- WRITTEN INSTRUCTION -
Reproduce every entry exactly as shown.

- EXTRACTED ENTRIES -
#####

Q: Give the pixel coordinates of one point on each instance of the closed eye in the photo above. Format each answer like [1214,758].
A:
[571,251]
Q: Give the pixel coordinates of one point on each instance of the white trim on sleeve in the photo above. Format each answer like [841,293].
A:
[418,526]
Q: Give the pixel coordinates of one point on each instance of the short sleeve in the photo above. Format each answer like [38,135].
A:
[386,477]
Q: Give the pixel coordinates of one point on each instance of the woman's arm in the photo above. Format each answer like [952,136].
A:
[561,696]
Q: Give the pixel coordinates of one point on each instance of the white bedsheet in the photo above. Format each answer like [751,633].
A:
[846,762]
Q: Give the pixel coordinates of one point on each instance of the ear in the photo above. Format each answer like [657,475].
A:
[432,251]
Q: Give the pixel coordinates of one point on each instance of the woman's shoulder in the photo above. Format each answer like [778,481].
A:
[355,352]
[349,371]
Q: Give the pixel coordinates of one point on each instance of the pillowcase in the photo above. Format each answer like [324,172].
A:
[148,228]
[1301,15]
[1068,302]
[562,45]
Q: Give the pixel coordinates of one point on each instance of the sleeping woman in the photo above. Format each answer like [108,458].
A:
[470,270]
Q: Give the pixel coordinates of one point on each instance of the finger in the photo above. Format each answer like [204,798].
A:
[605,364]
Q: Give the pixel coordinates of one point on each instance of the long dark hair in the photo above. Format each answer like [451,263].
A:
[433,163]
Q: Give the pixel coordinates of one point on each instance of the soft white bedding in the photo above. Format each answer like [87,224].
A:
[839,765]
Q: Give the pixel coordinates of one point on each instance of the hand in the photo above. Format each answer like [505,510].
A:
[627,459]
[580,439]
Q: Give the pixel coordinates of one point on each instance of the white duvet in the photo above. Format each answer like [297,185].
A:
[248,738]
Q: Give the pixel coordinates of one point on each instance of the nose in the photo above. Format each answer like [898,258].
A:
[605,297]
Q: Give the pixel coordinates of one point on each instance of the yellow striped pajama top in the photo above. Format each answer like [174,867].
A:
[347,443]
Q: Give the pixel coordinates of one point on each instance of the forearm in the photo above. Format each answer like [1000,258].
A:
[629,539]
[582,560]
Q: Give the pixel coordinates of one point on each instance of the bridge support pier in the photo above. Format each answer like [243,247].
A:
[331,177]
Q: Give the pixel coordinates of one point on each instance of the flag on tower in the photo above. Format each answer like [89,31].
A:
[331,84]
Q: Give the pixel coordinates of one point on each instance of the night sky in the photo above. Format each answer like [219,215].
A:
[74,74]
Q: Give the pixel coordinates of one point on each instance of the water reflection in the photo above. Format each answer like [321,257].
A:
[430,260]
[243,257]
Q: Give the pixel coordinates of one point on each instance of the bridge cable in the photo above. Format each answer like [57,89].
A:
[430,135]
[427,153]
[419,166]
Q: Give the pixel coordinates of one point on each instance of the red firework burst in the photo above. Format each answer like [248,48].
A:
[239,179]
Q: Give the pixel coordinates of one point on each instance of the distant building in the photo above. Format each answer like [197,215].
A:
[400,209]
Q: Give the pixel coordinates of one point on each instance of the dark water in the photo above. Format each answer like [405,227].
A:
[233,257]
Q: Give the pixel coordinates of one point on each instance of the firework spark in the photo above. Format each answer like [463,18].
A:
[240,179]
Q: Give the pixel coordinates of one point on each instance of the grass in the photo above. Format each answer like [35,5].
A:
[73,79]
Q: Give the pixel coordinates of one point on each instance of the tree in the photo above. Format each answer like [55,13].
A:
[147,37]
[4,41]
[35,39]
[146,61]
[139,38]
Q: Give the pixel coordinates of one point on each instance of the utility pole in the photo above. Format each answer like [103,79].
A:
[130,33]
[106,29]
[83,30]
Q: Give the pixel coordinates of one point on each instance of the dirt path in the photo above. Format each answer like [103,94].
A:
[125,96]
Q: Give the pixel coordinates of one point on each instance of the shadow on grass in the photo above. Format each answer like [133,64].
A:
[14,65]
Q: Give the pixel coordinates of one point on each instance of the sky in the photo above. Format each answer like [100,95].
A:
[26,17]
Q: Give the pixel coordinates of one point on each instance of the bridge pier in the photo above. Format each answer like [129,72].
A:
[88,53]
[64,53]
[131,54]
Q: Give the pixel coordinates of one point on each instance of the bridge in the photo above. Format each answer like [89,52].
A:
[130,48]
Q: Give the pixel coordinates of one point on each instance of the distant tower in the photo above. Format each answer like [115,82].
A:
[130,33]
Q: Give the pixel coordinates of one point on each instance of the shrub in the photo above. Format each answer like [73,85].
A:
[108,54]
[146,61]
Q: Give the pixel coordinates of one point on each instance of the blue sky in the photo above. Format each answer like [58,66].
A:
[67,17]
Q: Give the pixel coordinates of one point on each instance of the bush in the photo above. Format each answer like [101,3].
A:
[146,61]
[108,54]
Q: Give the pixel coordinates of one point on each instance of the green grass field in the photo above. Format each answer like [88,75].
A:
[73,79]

#####

- THE REPLY -
Q: Give the pixel coordinates of one point on each instance of the closed eye in the photo above. Format each answer like [1214,758].
A:
[571,251]
Q: Give the pixel coordinates of one point on each instance of the white trim on sleeve in the photo above. Format each answer like [841,293].
A:
[418,526]
Q: Give the pixel coordinates of one point on each instance of the short sleeve in the photo above. Format each answer like [38,135].
A:
[386,477]
Q: Give the pixel coordinates of one point on each instance of the woman's arm in the photo above. Format each answer like [952,136].
A:
[561,696]
Q: Give the pixel coordinates of one point on each instance of the white bedsheet in the photo above. Format each answer like [751,633].
A:
[846,762]
Q: Give the pixel coordinates of one point on each instance of the ear in the photo above. Format each answer like [657,475].
A:
[432,251]
Q: Give the pixel coordinates of one point on each instance of the woman's shoulder in the photo above. Format each answer like [778,481].
A:
[355,352]
[349,371]
Q: Give the pixel coordinates of one point on each instance of the pillowcase in the photo above. Format each answer like [324,172].
A:
[148,228]
[1301,15]
[1068,302]
[562,45]
Q: Give the pixel coordinates of one point on each instance of the sleeping woman in the photo above. Format each answer like [108,458].
A:
[470,270]
Q: Give the pixel coordinates of one point on each instance of the finger in the photo above. Format each answer like [204,798].
A:
[605,364]
Q: Give the pixel coordinates of one point on each instance of the long dark hair in the photo above. Format each answer like [451,263].
A:
[433,163]
Q: Give the pixel coordinates of one point on each instance of the soft white bedding in the photo above. Format each answer like [87,224].
A:
[839,765]
Q: Give the pixel coordinates of one point on each instance of the hand in the photo above. Format each answer like [505,510].
A:
[627,459]
[580,439]
Q: Give the pixel coordinates of one point on each instance of the white duvet in the photo above. Format each answer like [297,185].
A:
[248,738]
Q: Give the pixel coordinates of one point on each instance of the nose in the photo above. Format each answer like [898,258].
A:
[605,297]
Q: Give the pixel coordinates of one point on each instance of the yellow striped pajama top in the photo above. Format each answer like [174,867].
A:
[347,443]
Q: Give the pixel coordinates of one point on each instance of the forearm in the photo above. Format each answer like [1000,258].
A:
[629,539]
[582,560]
Q: Give the pixel coordinates of one point on each instance of the bridge support pier in the photo above. Format each answer like [243,247].
A:
[331,177]
Q: Give the pixel coordinates of one point on each instance of the flag on tower in the photo above. Format each answer like [89,31].
A:
[331,84]
Q: Give the pixel coordinates of one point on each instance of the night sky in the photo above. Format each answer like [219,215].
A:
[74,74]
Q: Give the pixel coordinates of one point on each instance of the water reflection in the photo above. Format each answer like [321,257].
A:
[430,260]
[243,257]
Q: Give the pixel coordinates of one point on each instance of the bridge cable in the photo above. Format each answer like [57,89].
A:
[430,135]
[427,153]
[419,166]
Q: Give the pixel coordinates of one point on each instance of the red firework burst in the photo above. Format each answer like [248,48].
A:
[239,179]
Q: Give the pixel coordinates of one point on each instance of the distant building in the photo above. Format each answer like [197,215].
A:
[400,209]
Q: Give the pixel coordinates of one point on each instance of the dark water in the photo above. Format each answer like [405,227].
A:
[233,257]
Q: Give the pixel coordinates of one point on each instance of the firework spark in the photo above. Format each answer like [463,18].
A:
[240,179]
Q: Give the pixel coordinates of one point on each instance of the grass in the photo above. Format each answer like [35,5].
A:
[73,79]
Q: Give the pixel coordinates of one point on each instance of the tree in the photo above. Format each answer like [55,13].
A:
[147,37]
[4,41]
[35,39]
[146,61]
[139,38]
Q: Give the pixel coordinates of one point on each instance of the utility pole in the photo above. Format each answer like [103,79].
A:
[130,33]
[106,29]
[83,30]
Q: Give the pixel coordinates of one point on each instance of the dirt path in the photo above. Format each answer like [103,94].
A:
[125,96]
Q: Give the pixel coordinates of one point on each instance of the shadow on grass in the photo above. Format each answer like [133,64].
A:
[14,65]
Q: Give the pixel coordinates of one point on each instance of the sky in the photo above. Format each answer like [100,95].
A:
[26,17]
Q: Give the pixel coordinates of one point on each instance of the bridge pier in the photo above. Format each answer like [129,72].
A:
[88,53]
[64,53]
[131,54]
Q: Give the pixel coordinates of one point on each instance of the bridge in the photo above. Format each answer like [89,52].
A:
[130,48]
Q: Give the pixel coordinates of one point on each instance of the distant tower in the photo above. Format each answer like [115,82].
A:
[130,33]
Q: Give the pixel coordinates of one point on each instance of the shrub in the photo above. Format each answer like [73,85].
A:
[108,54]
[146,61]
Q: Give the pixel coordinates of one point on each instance of the blue sky in the photo above. Format each answer like [58,66].
A:
[67,17]
Q: Give the pixel coordinates of one point on each instance of the bush in the photo above. Format each answer like [101,3].
A:
[146,61]
[108,54]
Q: Give the pixel coordinates of one point on each instance of the green grass field in the photo above. Format each answer like [88,75].
A:
[73,79]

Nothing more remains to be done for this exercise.